**Task item:**
In the album review below, reproduce word for word the part that begins with the words containing "The overall sound" and ends with "on Jazzman Records.".

Amanda Whiting follows her wonderful debut, After Dark, and now delivers a sophomore set, entitled Lost In Abstraction. While that title refers to the existential ennui that we all experienced, and are likely still experiencing, when the world went into pandemic lock / shut down, the music contained is focused, super sharp. If Amanda`s previous outing seemed centred on her own virtuosity, a showcase for her sublime skill on the harp, then the new one feels much more of a group effort, concerned with highlighting a collective dynamic – the incredible interaction between the 5 fantastic musicians involved. Don’t get me wrong, Amanda`s still here, leading the way, amazing with precisely picked and plucked patterns – which sound like someone playing classical guitar and piano, both at the same time, at once – its just that the other stars also get their chance to shine. Each soaring and chasing the other. Passing solos around like an Olympic relay baton. On the bossa nova nuanced Temptation, while Amanda`s strings go zing, it`s Chip Wickham`s woodwind that gets to wistfully weave its winding song. Jon Reynolds, on drums, and percussionist, Baldo Verdu, are the powerhouse driving Too Much`s pace-y latin groove. While the piece has everyone racing, it`s their syncopation that really shifts the tune along. Discarded is a wash of whispers and promises. Venus Fly Trap is slow bolero, that sort of reminds me of David Axelrod. It must be the cool crashing cymbals. Suspended is a head-nodding funk tour de force. Aidan Thorne`s contrabass is the heart that bumps, pumps, beneath, bringing energy to it all.
The overall sound is supremely sophisticated. Using my own personal geography for points of reference, and the imagery invoked, its the intimate soundtrack to a Kagurazaka jazz kissa – caressing your ears as the bartender carefully, expertly, carves a big block of ice, so that it exactly fits your whiskey glass. Or it`s cocktails on the 52nd floor of a hotel in Shinjuku. Clandestine, dangerous liaisons, flirtations between cinematic spies, dressed to kill. A Tokyo tryst where trouble is only seconds away. In its swing, it`s the romance of a spur of the moment shinkansen ride, heading for who knows where, lovers on the run late at night. Reducing the city, its bustle, and the world outside, to blurred, beautiful, distant, pinpoints of light.
Amanda Whiting`s Lost In Abstraction is released this Friday, May 27th, on Jazzman Records.

**Data extract:**
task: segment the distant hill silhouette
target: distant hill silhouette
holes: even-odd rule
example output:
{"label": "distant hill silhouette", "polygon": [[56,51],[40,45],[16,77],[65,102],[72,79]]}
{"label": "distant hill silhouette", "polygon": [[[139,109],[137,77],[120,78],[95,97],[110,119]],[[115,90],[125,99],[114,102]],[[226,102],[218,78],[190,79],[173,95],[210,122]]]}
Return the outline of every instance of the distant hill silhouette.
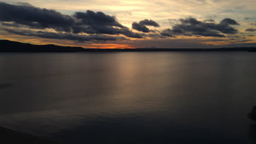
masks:
{"label": "distant hill silhouette", "polygon": [[55,45],[32,45],[7,40],[0,40],[0,52],[114,52],[114,51],[256,51],[256,47],[213,49],[84,49],[82,47],[61,46]]}

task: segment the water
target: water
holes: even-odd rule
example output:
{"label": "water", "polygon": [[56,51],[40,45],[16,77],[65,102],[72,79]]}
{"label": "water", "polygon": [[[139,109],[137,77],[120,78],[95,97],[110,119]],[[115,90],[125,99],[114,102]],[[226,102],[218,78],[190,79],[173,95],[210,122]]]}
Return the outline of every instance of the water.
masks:
{"label": "water", "polygon": [[66,143],[256,143],[256,53],[0,53],[0,125]]}

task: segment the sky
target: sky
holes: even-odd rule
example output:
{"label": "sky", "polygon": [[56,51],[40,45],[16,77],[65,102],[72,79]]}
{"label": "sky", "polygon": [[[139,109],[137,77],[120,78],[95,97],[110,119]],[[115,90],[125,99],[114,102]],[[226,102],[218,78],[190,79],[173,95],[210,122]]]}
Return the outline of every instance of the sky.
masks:
{"label": "sky", "polygon": [[255,0],[0,1],[0,39],[84,48],[256,46]]}

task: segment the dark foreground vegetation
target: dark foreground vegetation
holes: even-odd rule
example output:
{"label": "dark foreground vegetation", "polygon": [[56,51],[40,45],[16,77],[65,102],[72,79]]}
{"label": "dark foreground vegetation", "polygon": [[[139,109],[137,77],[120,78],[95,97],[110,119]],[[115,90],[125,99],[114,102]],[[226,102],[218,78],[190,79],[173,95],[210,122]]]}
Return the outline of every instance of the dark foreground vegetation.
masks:
{"label": "dark foreground vegetation", "polygon": [[150,51],[256,51],[256,47],[214,49],[84,49],[82,47],[55,45],[32,45],[7,40],[0,40],[0,52],[150,52]]}

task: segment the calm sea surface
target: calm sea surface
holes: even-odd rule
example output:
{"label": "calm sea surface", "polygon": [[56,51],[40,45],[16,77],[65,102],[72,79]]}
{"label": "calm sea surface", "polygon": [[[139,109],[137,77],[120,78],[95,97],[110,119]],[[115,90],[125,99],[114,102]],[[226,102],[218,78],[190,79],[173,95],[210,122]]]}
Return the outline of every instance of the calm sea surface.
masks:
{"label": "calm sea surface", "polygon": [[66,143],[256,143],[256,53],[0,53],[0,126]]}

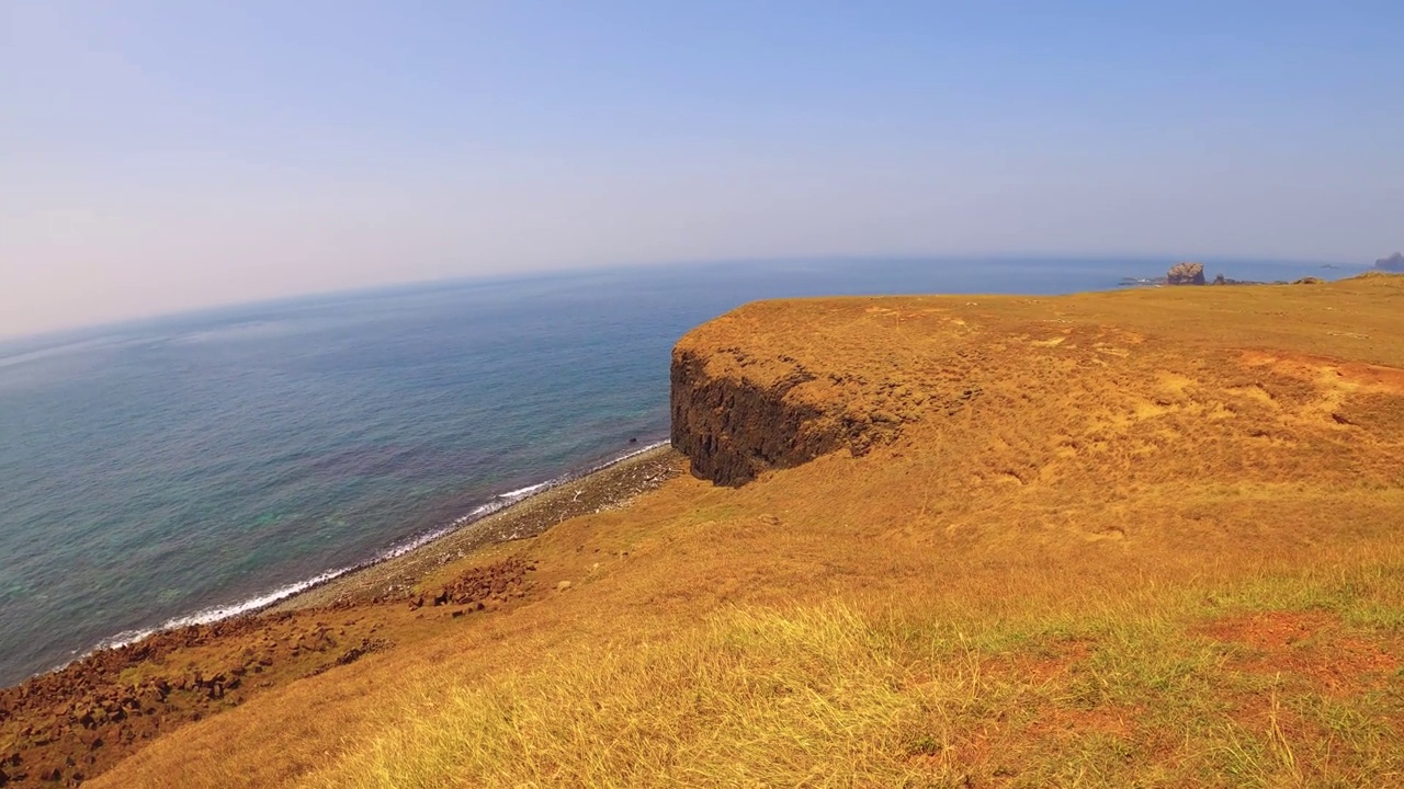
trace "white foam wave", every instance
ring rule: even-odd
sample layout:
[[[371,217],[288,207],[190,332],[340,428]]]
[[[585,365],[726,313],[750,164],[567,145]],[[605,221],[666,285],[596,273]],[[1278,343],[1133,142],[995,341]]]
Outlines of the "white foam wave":
[[[497,512],[498,510],[504,510],[507,507],[511,507],[512,504],[517,504],[518,501],[524,501],[526,498],[531,498],[532,496],[536,496],[539,493],[545,493],[545,491],[548,491],[548,490],[550,490],[553,487],[559,487],[562,484],[567,484],[567,483],[570,483],[573,480],[585,477],[585,476],[592,475],[595,472],[601,472],[604,469],[608,469],[609,466],[622,463],[622,462],[628,460],[629,458],[636,458],[639,455],[643,455],[644,452],[657,449],[660,446],[667,446],[667,445],[668,445],[668,441],[657,441],[654,444],[647,444],[644,446],[640,446],[639,449],[633,449],[630,452],[625,452],[623,455],[618,455],[618,456],[615,456],[615,458],[612,458],[609,460],[605,460],[602,463],[591,466],[585,472],[581,472],[581,473],[577,473],[577,475],[563,475],[563,476],[559,476],[559,477],[555,477],[555,479],[549,479],[546,482],[541,482],[541,483],[536,483],[536,484],[529,484],[526,487],[518,487],[517,490],[510,490],[507,493],[500,493],[500,494],[494,496],[491,500],[489,500],[486,504],[479,504],[477,507],[473,507],[472,510],[469,510],[463,515],[459,515],[458,518],[453,518],[452,521],[449,521],[448,524],[445,524],[445,525],[442,525],[442,526],[439,526],[437,529],[431,529],[428,532],[417,535],[417,536],[414,536],[414,538],[411,538],[409,541],[396,543],[396,545],[393,545],[393,546],[390,546],[390,548],[388,548],[388,549],[376,553],[368,562],[362,562],[359,564],[350,564],[350,566],[345,566],[345,567],[338,567],[336,570],[327,570],[326,573],[320,573],[320,574],[313,576],[310,578],[305,578],[302,581],[296,581],[296,583],[292,583],[292,584],[286,584],[286,585],[278,587],[278,588],[275,588],[272,591],[260,594],[257,597],[251,597],[249,599],[236,602],[233,605],[219,605],[219,606],[213,606],[213,608],[205,608],[202,611],[197,611],[195,614],[190,614],[190,615],[185,615],[185,616],[176,616],[173,619],[167,619],[166,622],[163,622],[157,628],[150,628],[150,629],[143,629],[143,630],[124,630],[124,632],[121,632],[121,633],[118,633],[118,635],[115,635],[115,636],[112,636],[110,639],[104,639],[102,642],[100,642],[91,650],[83,653],[81,656],[74,657],[74,660],[81,660],[81,658],[93,654],[94,651],[98,651],[98,650],[124,647],[126,644],[136,643],[136,642],[145,639],[146,636],[150,636],[150,635],[154,635],[154,633],[161,633],[161,632],[166,632],[166,630],[176,630],[178,628],[188,628],[191,625],[209,625],[212,622],[219,622],[220,619],[230,619],[233,616],[239,616],[240,614],[250,614],[253,611],[258,611],[258,609],[267,608],[267,606],[270,606],[270,605],[272,605],[275,602],[286,599],[286,598],[289,598],[289,597],[292,597],[295,594],[307,591],[307,590],[310,590],[313,587],[322,585],[322,584],[324,584],[324,583],[327,583],[327,581],[330,581],[333,578],[345,576],[347,573],[351,573],[354,570],[359,570],[362,567],[369,567],[372,564],[379,564],[380,562],[386,562],[389,559],[395,559],[396,556],[404,556],[406,553],[410,553],[410,552],[413,552],[413,550],[416,550],[418,548],[423,548],[423,546],[425,546],[425,545],[428,545],[428,543],[431,543],[431,542],[434,542],[437,539],[445,538],[449,533],[456,532],[458,529],[461,529],[461,528],[463,528],[463,526],[466,526],[466,525],[469,525],[469,524],[472,524],[475,521],[480,521],[480,519],[486,518],[487,515],[491,515],[493,512]],[[55,667],[55,671],[59,670],[59,668],[63,668],[63,667],[58,665],[58,667]]]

**Output:**
The overall sound is supremely sophisticated. Using my own personal geography for points of reference, and the imagery invoked, its the intimate soundtrack to a Kagurazaka jazz kissa – caressing your ears as the bartender carefully, expertly, carves a big block of ice, so that it exactly fits your whiskey glass. Or it`s cocktails on the 52nd floor of a hotel in Shinjuku. Clandestine, dangerous liaisons, flirtations between cinematic spies, dressed to kill. A Tokyo tryst where trouble is only seconds away. In its swing, it`s the romance of a spur of the moment shinkansen ride, heading for who knows where, lovers on the run late at night. Reducing the city, its bustle, and the world outside, to blurred, beautiful, distant, pinpoints of light.
Amanda Whiting`s Lost In Abstraction is released this Friday, May 27th, on Jazzman Records.